CHALLENGE:
Rewrite the listing below from the line with "Target | upper cabinet with glass door" up to and including the line with "x=295 y=331", keeping every line in that stretch. In the answers, multiply each x and y coordinate by 2.25 and round to the nearest whole number, with halves rounded up.

RECORDED DATA:
— begin —

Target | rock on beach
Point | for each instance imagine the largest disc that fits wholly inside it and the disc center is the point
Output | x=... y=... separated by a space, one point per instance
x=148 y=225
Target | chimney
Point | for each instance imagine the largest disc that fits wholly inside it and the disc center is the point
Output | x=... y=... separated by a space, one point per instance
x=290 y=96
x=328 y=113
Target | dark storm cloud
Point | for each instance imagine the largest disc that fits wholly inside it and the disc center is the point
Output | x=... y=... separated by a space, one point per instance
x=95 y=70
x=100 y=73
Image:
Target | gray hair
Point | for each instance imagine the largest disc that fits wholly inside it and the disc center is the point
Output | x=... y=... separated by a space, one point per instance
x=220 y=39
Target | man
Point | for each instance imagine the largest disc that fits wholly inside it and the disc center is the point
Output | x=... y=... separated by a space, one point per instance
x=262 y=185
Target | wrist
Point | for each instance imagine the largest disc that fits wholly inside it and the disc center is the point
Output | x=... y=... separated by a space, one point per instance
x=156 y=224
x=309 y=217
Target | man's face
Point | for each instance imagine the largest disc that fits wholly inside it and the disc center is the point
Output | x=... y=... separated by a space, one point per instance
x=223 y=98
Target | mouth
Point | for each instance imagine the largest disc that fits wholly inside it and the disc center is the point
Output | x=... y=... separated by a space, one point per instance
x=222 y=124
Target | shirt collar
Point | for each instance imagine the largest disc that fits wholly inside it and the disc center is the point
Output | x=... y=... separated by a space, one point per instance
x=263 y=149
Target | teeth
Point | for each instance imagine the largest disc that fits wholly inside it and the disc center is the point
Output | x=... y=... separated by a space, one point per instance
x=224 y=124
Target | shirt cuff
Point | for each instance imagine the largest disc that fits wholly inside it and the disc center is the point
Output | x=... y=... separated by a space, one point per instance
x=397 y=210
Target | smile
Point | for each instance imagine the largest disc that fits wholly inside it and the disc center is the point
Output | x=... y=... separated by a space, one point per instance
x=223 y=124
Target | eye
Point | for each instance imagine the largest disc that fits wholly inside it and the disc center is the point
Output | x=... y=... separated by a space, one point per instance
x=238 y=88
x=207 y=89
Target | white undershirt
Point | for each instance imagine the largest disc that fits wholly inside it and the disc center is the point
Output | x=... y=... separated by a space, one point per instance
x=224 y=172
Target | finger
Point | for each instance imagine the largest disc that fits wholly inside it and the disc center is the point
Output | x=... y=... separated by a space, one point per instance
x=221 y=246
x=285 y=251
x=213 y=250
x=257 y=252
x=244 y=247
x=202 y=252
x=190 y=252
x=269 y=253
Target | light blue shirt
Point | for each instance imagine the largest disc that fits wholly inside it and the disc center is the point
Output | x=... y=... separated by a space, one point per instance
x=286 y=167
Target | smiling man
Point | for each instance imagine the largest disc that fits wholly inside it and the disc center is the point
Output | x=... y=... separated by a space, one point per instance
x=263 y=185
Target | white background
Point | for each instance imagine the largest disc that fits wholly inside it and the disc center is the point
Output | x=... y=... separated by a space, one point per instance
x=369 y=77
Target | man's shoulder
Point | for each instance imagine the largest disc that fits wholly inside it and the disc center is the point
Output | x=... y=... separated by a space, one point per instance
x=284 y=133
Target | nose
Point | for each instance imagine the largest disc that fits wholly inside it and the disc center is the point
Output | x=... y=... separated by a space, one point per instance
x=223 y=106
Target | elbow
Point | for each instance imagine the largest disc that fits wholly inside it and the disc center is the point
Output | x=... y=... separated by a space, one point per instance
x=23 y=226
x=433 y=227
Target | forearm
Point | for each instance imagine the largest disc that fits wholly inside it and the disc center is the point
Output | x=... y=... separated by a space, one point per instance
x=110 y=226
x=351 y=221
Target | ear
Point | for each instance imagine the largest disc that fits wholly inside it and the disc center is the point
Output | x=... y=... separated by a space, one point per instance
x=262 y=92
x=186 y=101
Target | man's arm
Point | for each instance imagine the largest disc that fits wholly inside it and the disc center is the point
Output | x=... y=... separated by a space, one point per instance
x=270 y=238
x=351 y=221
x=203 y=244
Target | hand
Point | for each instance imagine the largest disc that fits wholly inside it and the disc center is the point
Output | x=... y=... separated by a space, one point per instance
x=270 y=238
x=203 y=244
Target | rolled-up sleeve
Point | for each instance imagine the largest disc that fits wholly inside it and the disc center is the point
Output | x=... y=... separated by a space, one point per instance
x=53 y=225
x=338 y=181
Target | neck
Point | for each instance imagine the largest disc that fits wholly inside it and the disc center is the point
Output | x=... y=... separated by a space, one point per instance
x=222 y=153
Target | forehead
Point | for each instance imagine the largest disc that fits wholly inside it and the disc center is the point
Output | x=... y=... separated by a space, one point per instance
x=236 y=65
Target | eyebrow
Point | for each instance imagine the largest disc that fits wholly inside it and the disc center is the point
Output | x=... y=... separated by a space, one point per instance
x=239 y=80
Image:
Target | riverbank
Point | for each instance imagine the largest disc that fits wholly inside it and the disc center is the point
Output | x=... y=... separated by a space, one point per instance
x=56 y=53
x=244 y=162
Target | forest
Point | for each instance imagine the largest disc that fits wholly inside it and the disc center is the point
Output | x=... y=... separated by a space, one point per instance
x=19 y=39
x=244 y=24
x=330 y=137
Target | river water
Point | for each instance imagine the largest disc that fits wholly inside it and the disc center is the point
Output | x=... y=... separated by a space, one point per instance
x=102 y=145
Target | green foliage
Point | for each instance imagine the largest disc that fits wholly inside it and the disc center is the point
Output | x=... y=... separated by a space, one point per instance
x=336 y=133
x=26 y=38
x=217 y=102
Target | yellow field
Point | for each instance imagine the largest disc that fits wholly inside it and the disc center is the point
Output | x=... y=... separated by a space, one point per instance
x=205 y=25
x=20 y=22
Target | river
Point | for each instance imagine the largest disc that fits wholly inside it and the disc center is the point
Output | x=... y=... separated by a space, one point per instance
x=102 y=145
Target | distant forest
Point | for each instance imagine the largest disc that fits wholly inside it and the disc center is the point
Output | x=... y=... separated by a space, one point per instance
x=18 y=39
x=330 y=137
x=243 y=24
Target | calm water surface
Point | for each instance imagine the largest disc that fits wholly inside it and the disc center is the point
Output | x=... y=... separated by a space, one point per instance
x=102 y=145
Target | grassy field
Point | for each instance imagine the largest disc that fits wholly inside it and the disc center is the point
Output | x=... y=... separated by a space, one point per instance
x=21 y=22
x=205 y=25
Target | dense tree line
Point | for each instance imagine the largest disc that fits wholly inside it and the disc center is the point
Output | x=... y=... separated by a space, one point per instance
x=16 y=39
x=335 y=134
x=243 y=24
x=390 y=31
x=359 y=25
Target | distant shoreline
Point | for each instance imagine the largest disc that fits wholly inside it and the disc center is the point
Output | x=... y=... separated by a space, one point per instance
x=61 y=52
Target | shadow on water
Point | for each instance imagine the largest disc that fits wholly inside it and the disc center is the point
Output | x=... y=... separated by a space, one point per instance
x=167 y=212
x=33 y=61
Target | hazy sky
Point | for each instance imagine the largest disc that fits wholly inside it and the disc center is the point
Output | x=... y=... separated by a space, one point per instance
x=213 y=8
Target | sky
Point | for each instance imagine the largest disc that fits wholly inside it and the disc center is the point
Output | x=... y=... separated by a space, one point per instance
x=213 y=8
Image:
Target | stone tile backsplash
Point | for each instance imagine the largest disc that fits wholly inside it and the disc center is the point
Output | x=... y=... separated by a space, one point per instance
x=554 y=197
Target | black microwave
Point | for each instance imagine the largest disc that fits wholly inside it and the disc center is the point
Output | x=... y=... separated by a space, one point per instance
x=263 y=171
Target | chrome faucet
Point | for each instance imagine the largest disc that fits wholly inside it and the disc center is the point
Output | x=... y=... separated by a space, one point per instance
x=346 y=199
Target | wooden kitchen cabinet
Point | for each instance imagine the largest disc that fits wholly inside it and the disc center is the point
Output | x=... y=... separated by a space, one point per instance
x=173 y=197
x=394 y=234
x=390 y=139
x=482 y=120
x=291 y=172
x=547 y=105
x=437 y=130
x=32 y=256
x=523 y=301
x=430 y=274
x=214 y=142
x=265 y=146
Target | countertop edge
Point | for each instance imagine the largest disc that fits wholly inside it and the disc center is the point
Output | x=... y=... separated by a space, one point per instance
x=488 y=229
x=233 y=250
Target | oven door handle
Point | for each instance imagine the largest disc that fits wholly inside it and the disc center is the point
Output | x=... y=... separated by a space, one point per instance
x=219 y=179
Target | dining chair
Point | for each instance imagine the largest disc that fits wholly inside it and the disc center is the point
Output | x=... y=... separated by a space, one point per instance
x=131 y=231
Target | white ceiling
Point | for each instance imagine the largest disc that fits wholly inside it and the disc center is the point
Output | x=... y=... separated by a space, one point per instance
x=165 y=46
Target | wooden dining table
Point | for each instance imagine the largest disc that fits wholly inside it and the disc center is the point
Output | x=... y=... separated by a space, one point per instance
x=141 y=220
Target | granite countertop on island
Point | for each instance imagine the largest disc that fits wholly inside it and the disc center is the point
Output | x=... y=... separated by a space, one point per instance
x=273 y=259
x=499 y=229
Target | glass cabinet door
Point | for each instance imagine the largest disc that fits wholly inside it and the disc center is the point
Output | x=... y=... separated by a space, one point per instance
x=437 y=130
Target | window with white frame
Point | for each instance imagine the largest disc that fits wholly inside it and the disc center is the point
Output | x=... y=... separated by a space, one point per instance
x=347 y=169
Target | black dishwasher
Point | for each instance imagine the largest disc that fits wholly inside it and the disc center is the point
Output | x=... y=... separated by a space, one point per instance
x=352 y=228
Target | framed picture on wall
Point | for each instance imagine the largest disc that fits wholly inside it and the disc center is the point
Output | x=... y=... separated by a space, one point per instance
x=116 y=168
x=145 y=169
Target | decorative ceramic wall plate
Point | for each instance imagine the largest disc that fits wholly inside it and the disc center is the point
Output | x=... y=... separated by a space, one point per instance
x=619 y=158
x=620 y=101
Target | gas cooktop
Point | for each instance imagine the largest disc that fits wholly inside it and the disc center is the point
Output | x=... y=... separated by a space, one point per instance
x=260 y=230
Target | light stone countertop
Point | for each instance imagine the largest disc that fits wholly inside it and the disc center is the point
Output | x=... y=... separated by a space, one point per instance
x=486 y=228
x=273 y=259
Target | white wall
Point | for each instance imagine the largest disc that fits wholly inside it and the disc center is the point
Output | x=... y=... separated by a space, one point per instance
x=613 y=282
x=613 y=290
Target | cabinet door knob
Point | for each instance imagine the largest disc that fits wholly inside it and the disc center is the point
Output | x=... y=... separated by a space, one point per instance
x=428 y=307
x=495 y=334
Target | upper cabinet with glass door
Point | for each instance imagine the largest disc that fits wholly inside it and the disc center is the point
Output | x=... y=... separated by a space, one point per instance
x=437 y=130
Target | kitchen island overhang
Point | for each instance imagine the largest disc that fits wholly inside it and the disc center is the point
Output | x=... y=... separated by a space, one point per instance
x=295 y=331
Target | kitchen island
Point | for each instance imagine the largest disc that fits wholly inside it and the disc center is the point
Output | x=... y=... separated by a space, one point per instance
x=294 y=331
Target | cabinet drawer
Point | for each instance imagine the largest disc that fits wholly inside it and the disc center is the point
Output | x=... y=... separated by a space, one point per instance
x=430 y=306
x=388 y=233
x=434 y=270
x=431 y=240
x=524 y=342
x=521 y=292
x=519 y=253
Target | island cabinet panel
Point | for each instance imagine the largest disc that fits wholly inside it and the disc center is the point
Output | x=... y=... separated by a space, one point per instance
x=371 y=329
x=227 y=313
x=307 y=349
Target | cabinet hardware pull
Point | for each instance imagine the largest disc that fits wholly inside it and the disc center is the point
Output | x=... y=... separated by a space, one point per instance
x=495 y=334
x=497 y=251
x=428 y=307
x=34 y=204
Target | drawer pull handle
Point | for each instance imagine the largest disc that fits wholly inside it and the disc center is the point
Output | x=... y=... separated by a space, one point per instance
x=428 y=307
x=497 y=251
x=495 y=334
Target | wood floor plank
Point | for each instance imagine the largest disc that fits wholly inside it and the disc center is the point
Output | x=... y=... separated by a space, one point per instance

— end —

SOLUTION:
Target | upper cabinet with glass door
Point | for each instance imagine the largest disc that fits wholly inside it and the disc center is the point
Output | x=... y=... separated by a space, one point per instance
x=983 y=293
Target | kitchen island overhang
Point | for each instance imagine the largest disc that fits wholly inside it and the disc center is the point
Output | x=... y=... separated by a space, one point per instance
x=664 y=745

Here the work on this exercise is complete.